• JOB:
Can you extract all of the lines below word for word, leaving out the pictures?

• Dataset excerpts on pointing at objects:
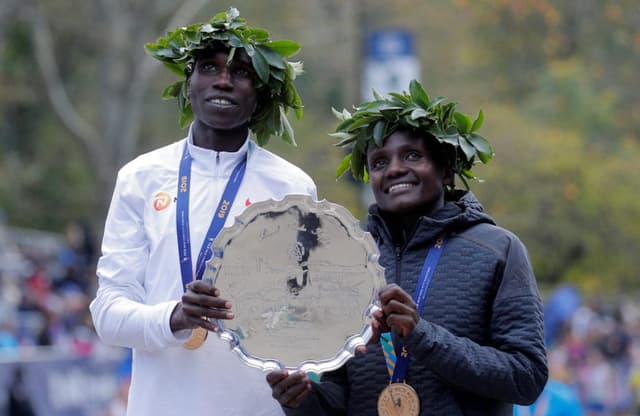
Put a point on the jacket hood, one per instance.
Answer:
(461, 211)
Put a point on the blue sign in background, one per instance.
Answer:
(387, 44)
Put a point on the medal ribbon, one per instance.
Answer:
(398, 358)
(182, 216)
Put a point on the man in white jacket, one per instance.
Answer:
(151, 297)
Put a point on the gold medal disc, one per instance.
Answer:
(197, 338)
(398, 399)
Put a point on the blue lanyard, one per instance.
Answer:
(420, 294)
(182, 216)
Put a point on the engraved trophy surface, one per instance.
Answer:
(302, 277)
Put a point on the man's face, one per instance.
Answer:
(403, 176)
(223, 96)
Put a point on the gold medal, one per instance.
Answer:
(398, 399)
(197, 338)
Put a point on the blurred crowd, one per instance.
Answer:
(47, 282)
(594, 351)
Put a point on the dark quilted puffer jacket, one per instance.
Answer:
(479, 346)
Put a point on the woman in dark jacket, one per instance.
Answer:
(466, 323)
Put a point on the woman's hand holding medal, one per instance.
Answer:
(397, 309)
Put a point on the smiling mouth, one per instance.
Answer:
(399, 187)
(221, 102)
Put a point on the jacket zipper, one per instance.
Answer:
(398, 264)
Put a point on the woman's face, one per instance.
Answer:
(404, 178)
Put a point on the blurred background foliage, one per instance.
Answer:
(558, 81)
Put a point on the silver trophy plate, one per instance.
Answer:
(303, 279)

• RESPONSE TO THIS TASK:
Put a point on the jacket hood, one per instance.
Answer:
(461, 211)
Put a point on the blue sign in background, one per instance.
Answer:
(387, 44)
Put a point on the medal ribbon, one per instance.
Answer:
(398, 358)
(182, 216)
Put a point on the man in white jacket, one per instance.
Answer:
(151, 297)
Put a point on the gold medal disc, one per instance.
Answer:
(197, 338)
(398, 399)
Put a point on the blue lanyard, one per instance.
Answer:
(420, 294)
(182, 216)
Put a point on the engraved trophy surface, one per instance.
Answer:
(302, 277)
Put a point on the man's face, one per instance.
Answer:
(403, 176)
(223, 96)
Put a point on the gold medal, one per instance.
Answer:
(398, 399)
(197, 338)
Put a point on the blurred crowd, one per instance.
Answer:
(47, 282)
(594, 351)
Put a point on the dark quilted puffer jacket, one per instance.
Answer:
(479, 346)
Put a point on the woman in dark jacket, one per instance.
Answer:
(466, 323)
Put a point on the woman's hand holding medal, one per instance.
Answer:
(397, 309)
Put a point on the smiling mouth, one per instance.
Answer:
(399, 187)
(221, 102)
Put a point on the jacket zipper, one per instance.
Answer:
(398, 264)
Put a point on the woman's face, one per instance.
Answer:
(404, 178)
Put a point on the blurred background foliage, one per instance.
Answer:
(558, 81)
Put a point on the silver trophy plate, one per instance.
Answer:
(303, 279)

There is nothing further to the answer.